+++ Fragmento seleccionado

Por la noche, después de malcenar, no me encuentro con ánimos de ver el espectáculo y nos vamos a dormir. Necesito un Orfidal.
 Martes, 26 agosto
         Al día siguiente llegamos a Tallinn (Ciudad danesa, en estonio), una hermosa ciudad capital de Estonia. Recorro con Carmen todo el centro medieval de la ciudad aunque a mi no se me quita el susto del día anterior. He soñado y dormido muy mal, a pesar del tranquilizante, con pesadillas en donde me veía engullido por la maquinaria soviética e incluso el mismísimo Stalin me aplicaba la máxima pena por traición al pueblo “rusoviético”.
         Carmen trata de tranquilizarme, explicándome que si no trato de quitar esos pensamientos negativos, puedo somatizar y pillar una depresión. Mientras me hace fotos en una de las más antiguas farmacias de Europa, de 1422, y recorremos los estrechos pasadizos de la zona medieval, me cuenta cuando me salvó de morir ahogado en una paradisíaca playa del Caribe. Me río con ganas mientras recordamos que tenemos una cita con el capitán del crucero en la cena de gala y que, según mi mujer, tiene interés especial en saludarme teniendo en cuenta que debieron proporcionarme una nueva tarjeta magnética.
         Pasamos el resto de la mañana zascandileando por Tallinn. Estonia me parece un país muy culto y amante de su arte y de su patria, la ciudad transpira una placidez que nos encanta, mezcla de medieval y modernidad. Entramos a una iglesia ortodoxa y los efluvios de incienso, junto a las sombras y los murmullos de plegarias dan una atmósfera misteriosa. No quiero marchar sin hacerme una foto junto a un puesto de rosas, para Rosa, a quien un día prometí dedicarle un recuerdo desde un bello lugar. Así pues mi pensamiento vuela a Jerez.

++++++

▸ Problema planteado 1:
Enumera, en el orden en que aparecen, todos los nombres propios de lugares geográficos que se mencionan en el fragmento seleccionado.

+++ Conjunto de datos

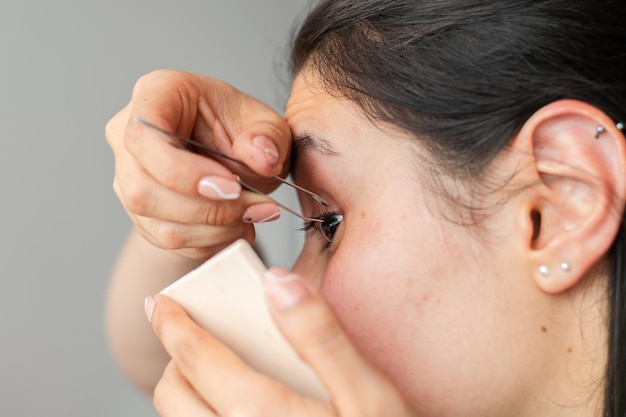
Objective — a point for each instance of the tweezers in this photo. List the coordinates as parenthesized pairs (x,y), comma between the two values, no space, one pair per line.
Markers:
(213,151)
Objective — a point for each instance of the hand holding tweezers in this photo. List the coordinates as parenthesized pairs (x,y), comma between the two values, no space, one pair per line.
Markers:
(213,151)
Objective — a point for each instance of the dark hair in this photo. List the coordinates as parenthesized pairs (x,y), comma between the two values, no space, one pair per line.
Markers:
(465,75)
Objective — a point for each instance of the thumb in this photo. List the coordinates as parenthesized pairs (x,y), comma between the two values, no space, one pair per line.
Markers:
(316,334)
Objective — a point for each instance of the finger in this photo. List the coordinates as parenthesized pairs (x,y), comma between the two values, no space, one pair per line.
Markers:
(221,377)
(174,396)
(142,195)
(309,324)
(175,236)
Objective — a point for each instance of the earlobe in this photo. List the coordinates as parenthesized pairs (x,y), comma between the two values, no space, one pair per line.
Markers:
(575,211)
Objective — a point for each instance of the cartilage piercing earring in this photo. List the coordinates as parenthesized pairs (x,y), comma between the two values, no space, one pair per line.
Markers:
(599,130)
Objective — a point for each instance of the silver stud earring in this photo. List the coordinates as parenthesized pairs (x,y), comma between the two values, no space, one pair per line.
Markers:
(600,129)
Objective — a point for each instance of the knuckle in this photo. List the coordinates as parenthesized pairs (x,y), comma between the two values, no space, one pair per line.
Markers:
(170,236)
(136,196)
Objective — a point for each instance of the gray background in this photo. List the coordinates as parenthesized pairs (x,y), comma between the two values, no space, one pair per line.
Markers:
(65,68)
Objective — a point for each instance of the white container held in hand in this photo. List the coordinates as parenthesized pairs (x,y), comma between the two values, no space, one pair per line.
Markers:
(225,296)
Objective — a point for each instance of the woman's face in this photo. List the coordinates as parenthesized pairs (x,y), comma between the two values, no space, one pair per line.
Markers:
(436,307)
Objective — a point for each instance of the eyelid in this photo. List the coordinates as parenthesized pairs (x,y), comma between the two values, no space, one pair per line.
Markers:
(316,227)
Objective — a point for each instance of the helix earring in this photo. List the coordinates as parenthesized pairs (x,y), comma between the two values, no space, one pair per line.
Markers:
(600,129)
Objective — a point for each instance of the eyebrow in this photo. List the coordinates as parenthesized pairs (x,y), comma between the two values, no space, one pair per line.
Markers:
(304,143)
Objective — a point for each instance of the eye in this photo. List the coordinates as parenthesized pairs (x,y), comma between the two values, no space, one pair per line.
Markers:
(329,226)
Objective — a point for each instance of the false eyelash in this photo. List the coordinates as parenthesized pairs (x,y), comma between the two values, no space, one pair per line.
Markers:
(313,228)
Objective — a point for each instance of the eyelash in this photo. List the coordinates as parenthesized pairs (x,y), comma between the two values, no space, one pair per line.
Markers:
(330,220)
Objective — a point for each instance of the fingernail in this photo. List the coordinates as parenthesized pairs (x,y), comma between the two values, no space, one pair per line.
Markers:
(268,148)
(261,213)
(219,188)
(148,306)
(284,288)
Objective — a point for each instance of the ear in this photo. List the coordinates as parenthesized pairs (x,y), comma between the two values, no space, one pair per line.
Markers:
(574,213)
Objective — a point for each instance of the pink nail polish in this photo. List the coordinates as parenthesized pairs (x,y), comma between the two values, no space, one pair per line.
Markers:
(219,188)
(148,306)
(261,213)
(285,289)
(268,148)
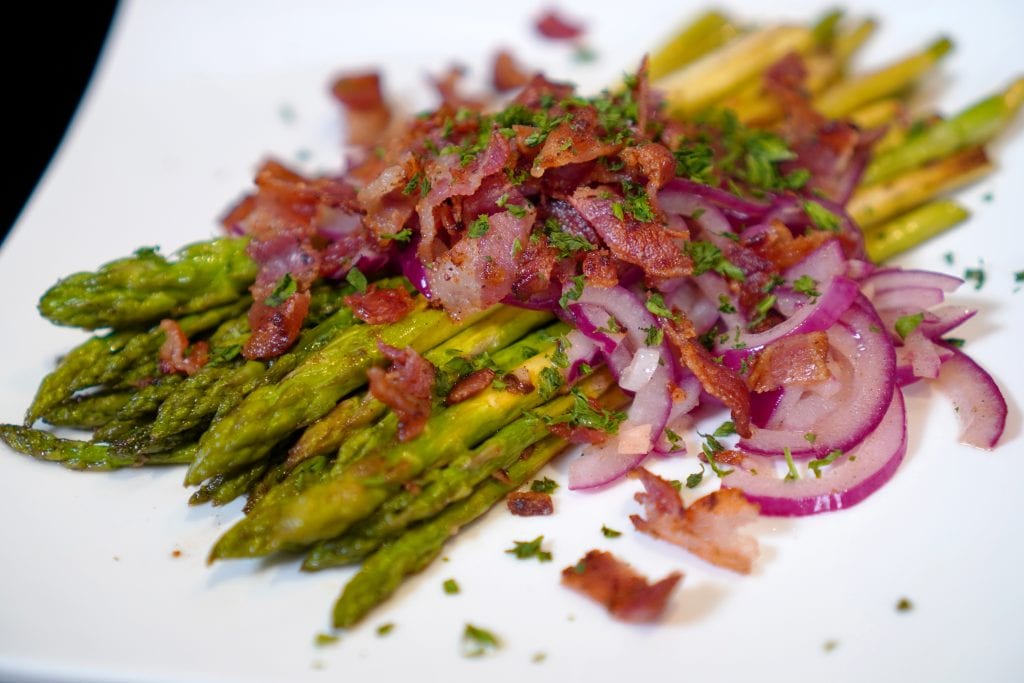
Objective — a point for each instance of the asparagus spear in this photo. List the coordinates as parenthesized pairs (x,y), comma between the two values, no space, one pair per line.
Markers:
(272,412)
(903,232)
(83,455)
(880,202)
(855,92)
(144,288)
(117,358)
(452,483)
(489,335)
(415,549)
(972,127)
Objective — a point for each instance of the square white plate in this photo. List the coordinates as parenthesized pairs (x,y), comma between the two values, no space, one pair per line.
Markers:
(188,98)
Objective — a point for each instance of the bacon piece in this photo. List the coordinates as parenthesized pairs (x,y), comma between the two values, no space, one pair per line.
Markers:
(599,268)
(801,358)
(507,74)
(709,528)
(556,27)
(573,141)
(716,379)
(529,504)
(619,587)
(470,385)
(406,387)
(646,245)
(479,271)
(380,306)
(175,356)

++++++

▸ Problema planteado 2:
Indica cuántas líneas del listado contienen la cadena "tweezers", distinguiendo entre mayúsculas y minúsculas. Responde solo con el número.

▸ Respuesta correcta 1:
Tallinn, Estonia, Europa, Caribe, Jerez

▸ Respuesta correcta 2:
2